▶ _Extract provided_
---------------
# Why are people writing off Duke



## #1BucksFan (Apr 14, 2003)

They still have Reddick, Ewing, and Williams, they only lost Duhon, and their biggest loss was Livingston going to the draft out of high school. They made the final 4 last year, and as long as coach K is there, they should be top 10. Please give me a reason that they are so low.


----------



## HKF (Dec 10, 2002)

They are not going to finish in the top 5 in the ACC. No frontcourt depth. None. Reggie Love is their frontcourt depth, not gonna work.


----------



## rainman (Jul 15, 2002)

> Originally posted by <b>Hong Kong Fooey</b>!
> They are not going to finish in the top 5 in the ACC. No frontcourt depth. None. Reggie Love is their frontcourt depth, not gonna work.


i'll take that bet. i do think the acc is deep but people seem to forget this is an elite program with probably the best college coach ever. i think there will be games where their lack of depth will cost them but out of the top 5 isnt going to happen. their guard situation with ewing,reddick,dockery and nelson is excellant and with williams and randolph they may have the best low post duo in the country. mclure and melchioni should be able to give them solid play off the bench. i learned a long time ago(with my wallet), dont bet against duke. remember this is a team that was probably a missed open jumper away from being the national champ.


----------



## HeinzGuderian (Jun 29, 2004)

I disagree with people writing them off as well. Ewing is scary good, i hate reddick but he ain't shabby, and She-Will is one of the best post players in the nation. I hate Shav too but i expect him to play alot better this year. They have a deadly starting rotation, which should be good enough for 4th or 5th in the ACC. ratface isnt the best ever, but he has burned my wallet with too many bets as well to blow him off.

But dont forget that they lost Deng too, that was maybe a bigger loss than ribs.


----------



## TM (Jun 30, 2003)

> Originally posted by <b>Hong Kong Fooey</b>!
> They are not going to finish in the top 5 in the ACC. No frontcourt depth. None. Reggie Love is their frontcourt depth, not gonna work.
---------------
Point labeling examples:
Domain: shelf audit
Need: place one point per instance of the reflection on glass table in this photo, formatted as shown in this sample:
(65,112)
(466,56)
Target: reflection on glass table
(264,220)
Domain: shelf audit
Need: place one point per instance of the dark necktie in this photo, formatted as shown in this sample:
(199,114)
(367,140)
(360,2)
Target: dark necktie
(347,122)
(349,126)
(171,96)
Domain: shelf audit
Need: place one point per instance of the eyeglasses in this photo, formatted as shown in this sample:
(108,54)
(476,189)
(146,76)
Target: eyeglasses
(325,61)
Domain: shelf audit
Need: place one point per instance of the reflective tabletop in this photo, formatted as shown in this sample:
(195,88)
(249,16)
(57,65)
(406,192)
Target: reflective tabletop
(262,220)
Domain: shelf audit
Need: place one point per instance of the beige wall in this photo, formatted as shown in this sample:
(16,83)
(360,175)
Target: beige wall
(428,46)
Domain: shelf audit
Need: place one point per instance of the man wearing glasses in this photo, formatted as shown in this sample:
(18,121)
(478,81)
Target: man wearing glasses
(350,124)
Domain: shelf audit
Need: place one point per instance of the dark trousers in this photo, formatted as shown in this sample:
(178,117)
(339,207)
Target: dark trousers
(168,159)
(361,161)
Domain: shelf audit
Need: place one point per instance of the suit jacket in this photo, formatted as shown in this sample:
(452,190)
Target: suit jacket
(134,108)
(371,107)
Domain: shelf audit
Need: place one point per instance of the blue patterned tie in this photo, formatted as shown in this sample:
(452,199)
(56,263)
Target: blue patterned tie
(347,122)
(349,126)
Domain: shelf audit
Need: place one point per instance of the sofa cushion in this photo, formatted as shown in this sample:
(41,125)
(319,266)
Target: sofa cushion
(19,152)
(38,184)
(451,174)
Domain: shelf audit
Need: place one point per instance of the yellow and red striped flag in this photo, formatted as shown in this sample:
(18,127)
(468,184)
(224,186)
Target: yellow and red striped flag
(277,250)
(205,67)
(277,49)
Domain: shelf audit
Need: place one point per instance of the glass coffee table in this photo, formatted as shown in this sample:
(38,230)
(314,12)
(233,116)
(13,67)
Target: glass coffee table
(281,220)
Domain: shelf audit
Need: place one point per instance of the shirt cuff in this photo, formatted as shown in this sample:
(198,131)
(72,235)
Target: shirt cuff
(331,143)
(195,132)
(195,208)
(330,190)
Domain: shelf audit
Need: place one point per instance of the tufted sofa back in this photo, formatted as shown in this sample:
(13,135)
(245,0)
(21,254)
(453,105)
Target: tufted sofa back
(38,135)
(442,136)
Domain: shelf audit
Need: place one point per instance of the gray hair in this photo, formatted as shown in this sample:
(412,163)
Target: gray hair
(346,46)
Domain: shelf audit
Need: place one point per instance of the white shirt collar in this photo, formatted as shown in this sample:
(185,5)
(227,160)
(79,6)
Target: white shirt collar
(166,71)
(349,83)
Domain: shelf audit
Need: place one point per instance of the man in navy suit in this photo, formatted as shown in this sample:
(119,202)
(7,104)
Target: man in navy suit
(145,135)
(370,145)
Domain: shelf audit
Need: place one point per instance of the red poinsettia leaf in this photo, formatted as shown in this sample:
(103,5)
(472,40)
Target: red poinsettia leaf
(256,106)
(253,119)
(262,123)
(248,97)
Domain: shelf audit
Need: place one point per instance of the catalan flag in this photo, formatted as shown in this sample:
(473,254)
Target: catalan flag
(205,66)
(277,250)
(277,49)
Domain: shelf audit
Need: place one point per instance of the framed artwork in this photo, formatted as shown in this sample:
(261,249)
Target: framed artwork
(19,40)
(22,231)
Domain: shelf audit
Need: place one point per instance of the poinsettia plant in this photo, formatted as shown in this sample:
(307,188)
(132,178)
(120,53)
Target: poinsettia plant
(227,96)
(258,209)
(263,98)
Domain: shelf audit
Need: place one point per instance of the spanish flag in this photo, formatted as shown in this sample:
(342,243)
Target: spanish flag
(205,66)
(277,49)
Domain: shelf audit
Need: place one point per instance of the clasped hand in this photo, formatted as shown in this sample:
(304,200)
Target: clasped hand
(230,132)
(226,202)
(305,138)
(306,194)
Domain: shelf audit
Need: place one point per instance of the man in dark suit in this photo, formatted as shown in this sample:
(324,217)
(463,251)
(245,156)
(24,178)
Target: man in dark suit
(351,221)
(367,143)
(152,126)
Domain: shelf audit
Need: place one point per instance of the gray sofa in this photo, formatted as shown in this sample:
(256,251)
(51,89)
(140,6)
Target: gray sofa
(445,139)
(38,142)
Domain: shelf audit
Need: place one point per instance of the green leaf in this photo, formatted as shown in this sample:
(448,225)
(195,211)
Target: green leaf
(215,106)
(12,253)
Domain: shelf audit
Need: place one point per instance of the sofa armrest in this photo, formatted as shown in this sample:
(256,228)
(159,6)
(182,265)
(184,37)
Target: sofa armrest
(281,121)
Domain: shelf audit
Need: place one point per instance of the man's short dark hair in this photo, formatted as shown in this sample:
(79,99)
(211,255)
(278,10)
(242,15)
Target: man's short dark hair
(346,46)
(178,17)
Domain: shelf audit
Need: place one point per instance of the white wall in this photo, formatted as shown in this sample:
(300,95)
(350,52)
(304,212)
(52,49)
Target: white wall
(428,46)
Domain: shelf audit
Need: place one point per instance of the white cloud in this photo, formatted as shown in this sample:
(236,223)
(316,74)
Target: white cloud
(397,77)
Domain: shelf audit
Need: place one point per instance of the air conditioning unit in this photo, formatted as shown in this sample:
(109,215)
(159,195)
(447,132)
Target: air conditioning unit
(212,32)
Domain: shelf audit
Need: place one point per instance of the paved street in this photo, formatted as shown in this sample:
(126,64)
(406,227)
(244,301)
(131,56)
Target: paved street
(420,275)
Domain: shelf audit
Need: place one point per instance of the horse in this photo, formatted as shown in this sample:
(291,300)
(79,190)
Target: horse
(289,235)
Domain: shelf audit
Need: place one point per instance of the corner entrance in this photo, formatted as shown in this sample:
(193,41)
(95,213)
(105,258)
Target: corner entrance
---------------
▶ _Request A_
Write out the part of the Duke forum thread between "## #1BucksFan (Apr" and "(Dec 10, 2002)", inclusive.
▶ _Request B_
List the usernames of everyone who posted in the Duke forum thread.
▶ _Request C_
In the Duke forum thread, what does rainman say Duke was probably away from being the national champ?

▶ _Task response A_
## #1BucksFan (Apr 14, 2003)

They still have Reddick, Ewing, and Williams, they only lost Duhon, and their biggest loss was Livingston going to the draft out of high school. They made the final 4 last year, and as long as coach K is there, they should be top 10. Please give me a reason that they are so low.


----------



## HKF (Dec 10, 2002)

▶ _Task response B_
#1BucksFan, HKF, rainman, HeinzGuderian, TM

▶ _Task response C_
A missed open jumper.